(Brief 1) Convert the part of the records that opens with the line containing "Player-spacing review: tag the sconce" and runs to the end of the records into a Markdown table with the columns Row and Line, numbering each row and skipping blank lines.

(Text excerpt)
Do you have a dedicated space for audio and video recording? If so, your advice, please...

My organization has the opportunity to create a dedicated space for recording the audio and video we need for our e-learning offerings.  I'm interested in speaking with others who have such a space to get your advice on all design elements - soundproofing, cabling, equipment, etc.  Please reply if you have any advice or tips to share.  Thanks in advance for your help with this project!

Sondra Reis
Director of e-Learning, Minnesota Council of Nonprofits

7 Replies
Bob S

Hi Sondra,

I've set up a couple of corporate studios before. Couple of tips that might get you started...

Be Quiet...  Just quietly spend time in the prospective space at different times of the day; don't talk - just listen.  You may be surprised at the sounds you hear that you've learned to "tune out" and take for granted.  That whistling HVAC duct, that entrance buzzer from the next area over, etc.  Those sounds you've learned to tune out naturally may come through on your recordings. So you may want to consider techniques to mitigate noise intrusion ranging from simple Recording In Progress signs, all the way to wall/structure improvements.

(Supplied entries)
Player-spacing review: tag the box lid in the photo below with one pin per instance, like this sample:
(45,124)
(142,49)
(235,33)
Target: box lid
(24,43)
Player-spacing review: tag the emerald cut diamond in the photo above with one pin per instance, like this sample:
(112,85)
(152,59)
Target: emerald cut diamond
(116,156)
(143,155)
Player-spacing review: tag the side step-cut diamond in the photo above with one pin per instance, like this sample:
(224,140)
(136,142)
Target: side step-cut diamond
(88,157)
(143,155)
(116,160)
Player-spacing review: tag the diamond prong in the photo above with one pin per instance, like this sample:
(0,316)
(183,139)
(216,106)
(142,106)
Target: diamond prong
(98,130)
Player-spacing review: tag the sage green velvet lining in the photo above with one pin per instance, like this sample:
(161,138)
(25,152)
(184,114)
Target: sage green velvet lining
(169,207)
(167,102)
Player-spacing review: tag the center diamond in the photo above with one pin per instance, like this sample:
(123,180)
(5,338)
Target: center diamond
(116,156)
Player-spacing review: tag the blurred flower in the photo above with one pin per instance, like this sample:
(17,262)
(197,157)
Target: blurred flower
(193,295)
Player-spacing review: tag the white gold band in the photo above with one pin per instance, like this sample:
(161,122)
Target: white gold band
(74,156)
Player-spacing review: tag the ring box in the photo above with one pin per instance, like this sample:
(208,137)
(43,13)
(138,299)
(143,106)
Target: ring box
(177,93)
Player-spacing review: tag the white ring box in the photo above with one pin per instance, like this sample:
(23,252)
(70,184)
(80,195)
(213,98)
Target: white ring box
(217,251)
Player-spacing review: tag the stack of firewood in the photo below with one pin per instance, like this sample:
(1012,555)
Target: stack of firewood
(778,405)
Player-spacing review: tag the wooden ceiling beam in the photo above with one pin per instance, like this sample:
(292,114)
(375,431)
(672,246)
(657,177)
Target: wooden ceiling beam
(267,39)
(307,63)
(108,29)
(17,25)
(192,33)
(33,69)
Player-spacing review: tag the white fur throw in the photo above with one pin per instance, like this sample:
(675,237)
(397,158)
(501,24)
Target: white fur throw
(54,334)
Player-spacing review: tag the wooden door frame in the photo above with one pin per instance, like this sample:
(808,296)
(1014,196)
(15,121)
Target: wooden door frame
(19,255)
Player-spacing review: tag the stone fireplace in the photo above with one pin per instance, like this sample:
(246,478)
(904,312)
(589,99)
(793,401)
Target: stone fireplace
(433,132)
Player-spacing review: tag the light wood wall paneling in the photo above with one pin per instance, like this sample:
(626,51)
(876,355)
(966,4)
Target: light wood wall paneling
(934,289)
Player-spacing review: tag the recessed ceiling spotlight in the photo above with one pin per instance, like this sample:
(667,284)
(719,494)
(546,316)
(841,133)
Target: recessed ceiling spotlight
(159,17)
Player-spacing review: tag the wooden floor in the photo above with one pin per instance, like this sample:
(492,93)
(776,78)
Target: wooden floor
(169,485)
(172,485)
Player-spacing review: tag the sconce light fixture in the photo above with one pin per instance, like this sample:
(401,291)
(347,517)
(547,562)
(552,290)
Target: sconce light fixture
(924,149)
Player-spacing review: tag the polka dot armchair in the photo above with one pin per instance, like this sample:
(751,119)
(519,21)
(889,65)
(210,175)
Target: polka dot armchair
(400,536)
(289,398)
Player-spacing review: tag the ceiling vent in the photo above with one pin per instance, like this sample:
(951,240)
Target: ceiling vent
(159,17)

(Brief 2) In the discussion about a recording space, which two sounds does the reply give as examples of noises people learn to tune out?

(Exercise solution 1)
| Row | Line |
|---|---|
| 1 | Player-spacing review: tag the sconce light fixture in the photo above with one pin per instance, like this sample: |
| 2 | (401,291) |
| 3 | (347,517) |
| 4 | (547,562) |
| 5 | (552,290) |
| 6 | Target: sconce light fixture |
| 7 | (924,149) |
| 8 | Player-spacing review: tag the polka dot armchair in the photo above with one pin per instance, like this sample: |
| 9 | (751,119) |
| 10 | (519,21) |
| 11 | (889,65) |
| 12 | (210,175) |
| 13 | Target: polka dot armchair |
| 14 | (400,536) |
| 15 | (289,398) |
| 16 | Player-spacing review: tag the ceiling vent in the photo above with one pin per instance, like this sample: |
| 17 | (951,240) |
| 18 | Target: ceiling vent |
| 19 | (159,17) |

(Exercise solution 2) A whistling HVAC duct and an entrance buzzer from the next area over.